* Excerpted records
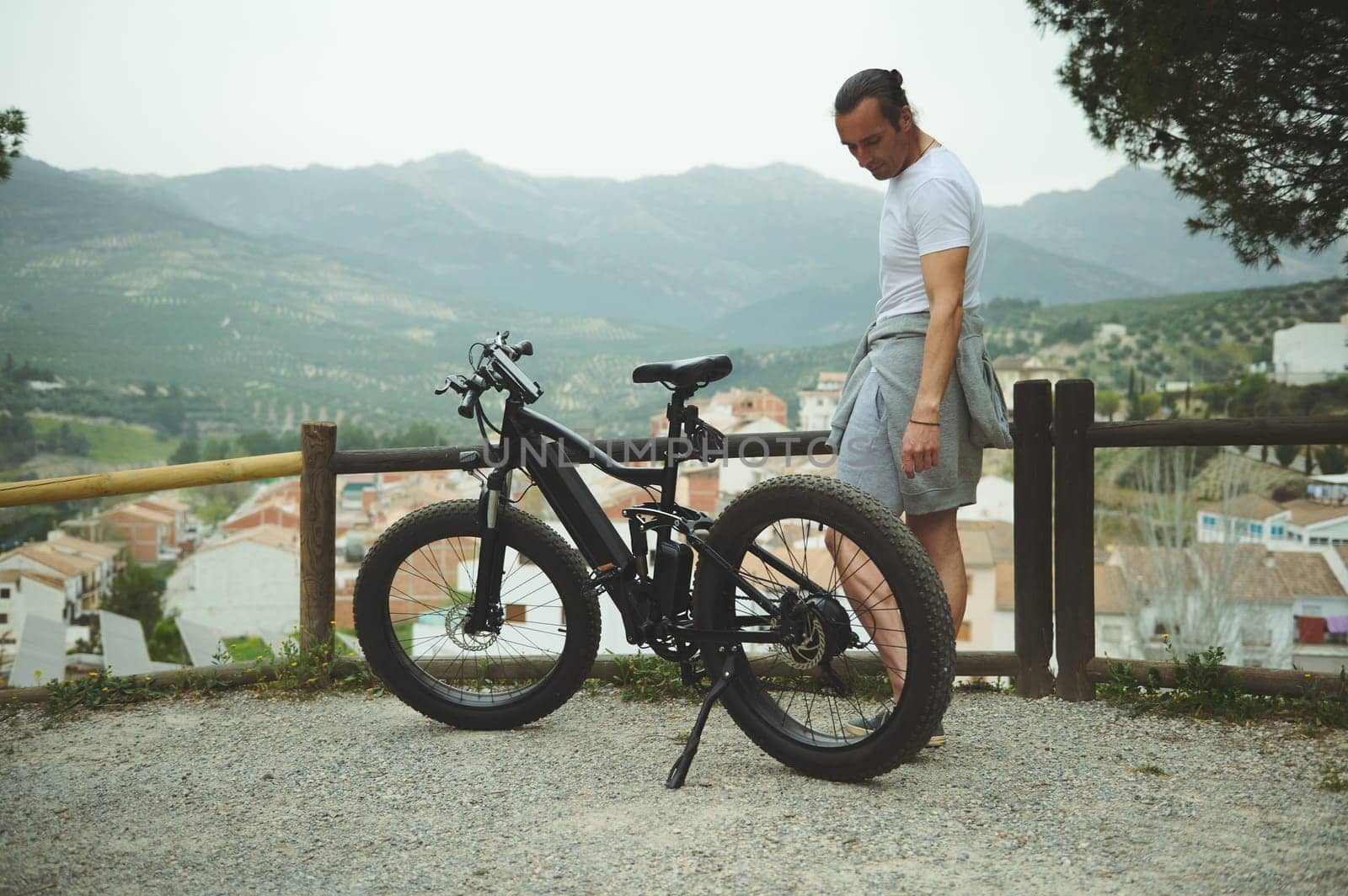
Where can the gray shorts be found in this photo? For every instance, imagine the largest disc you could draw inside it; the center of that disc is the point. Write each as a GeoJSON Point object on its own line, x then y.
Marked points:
{"type": "Point", "coordinates": [867, 461]}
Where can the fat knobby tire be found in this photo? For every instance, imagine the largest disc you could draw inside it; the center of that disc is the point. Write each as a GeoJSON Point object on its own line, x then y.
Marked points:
{"type": "Point", "coordinates": [545, 547]}
{"type": "Point", "coordinates": [923, 605]}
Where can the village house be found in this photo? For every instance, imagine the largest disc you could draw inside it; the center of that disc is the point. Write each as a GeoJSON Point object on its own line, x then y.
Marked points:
{"type": "Point", "coordinates": [110, 557]}
{"type": "Point", "coordinates": [244, 584]}
{"type": "Point", "coordinates": [1319, 584]}
{"type": "Point", "coordinates": [181, 530]}
{"type": "Point", "coordinates": [26, 592]}
{"type": "Point", "coordinates": [819, 404]}
{"type": "Point", "coordinates": [1013, 368]}
{"type": "Point", "coordinates": [1233, 592]}
{"type": "Point", "coordinates": [1260, 520]}
{"type": "Point", "coordinates": [78, 574]}
{"type": "Point", "coordinates": [1311, 352]}
{"type": "Point", "coordinates": [148, 534]}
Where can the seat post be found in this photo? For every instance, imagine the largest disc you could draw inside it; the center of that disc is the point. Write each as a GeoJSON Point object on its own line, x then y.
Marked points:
{"type": "Point", "coordinates": [674, 414]}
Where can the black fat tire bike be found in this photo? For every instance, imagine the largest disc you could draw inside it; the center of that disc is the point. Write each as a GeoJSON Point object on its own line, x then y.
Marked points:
{"type": "Point", "coordinates": [482, 616]}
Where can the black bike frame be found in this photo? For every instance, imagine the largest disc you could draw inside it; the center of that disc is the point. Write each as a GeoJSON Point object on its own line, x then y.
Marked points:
{"type": "Point", "coordinates": [550, 465]}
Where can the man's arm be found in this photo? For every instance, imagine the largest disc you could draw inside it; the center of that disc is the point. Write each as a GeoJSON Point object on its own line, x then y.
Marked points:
{"type": "Point", "coordinates": [943, 275]}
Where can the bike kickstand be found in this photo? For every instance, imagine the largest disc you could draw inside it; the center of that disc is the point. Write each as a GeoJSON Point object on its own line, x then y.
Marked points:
{"type": "Point", "coordinates": [678, 774]}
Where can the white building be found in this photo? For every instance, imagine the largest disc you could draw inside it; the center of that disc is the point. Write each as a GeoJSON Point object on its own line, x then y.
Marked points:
{"type": "Point", "coordinates": [1319, 583]}
{"type": "Point", "coordinates": [1013, 368]}
{"type": "Point", "coordinates": [1311, 352]}
{"type": "Point", "coordinates": [819, 404]}
{"type": "Point", "coordinates": [1233, 595]}
{"type": "Point", "coordinates": [26, 592]}
{"type": "Point", "coordinates": [995, 502]}
{"type": "Point", "coordinates": [247, 584]}
{"type": "Point", "coordinates": [1260, 520]}
{"type": "Point", "coordinates": [76, 574]}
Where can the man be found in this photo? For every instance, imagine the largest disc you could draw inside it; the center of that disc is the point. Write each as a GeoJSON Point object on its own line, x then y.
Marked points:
{"type": "Point", "coordinates": [920, 402]}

* Set exercise
Rewrite the lines from the one containing "Where can the man be" through the end of the records, keeping the request text as it is. Multiply each point coordinate in the answers by 1.2 and round to the nearest whole number, with halves rounded up.

* Complete response
Where can the man be found in this photo? For every instance, imagine the largest disc you could draw inside it; the center of that disc is the point. Write each as a GeoJSON Point object on its own line, x then y.
Marked points:
{"type": "Point", "coordinates": [1104, 482]}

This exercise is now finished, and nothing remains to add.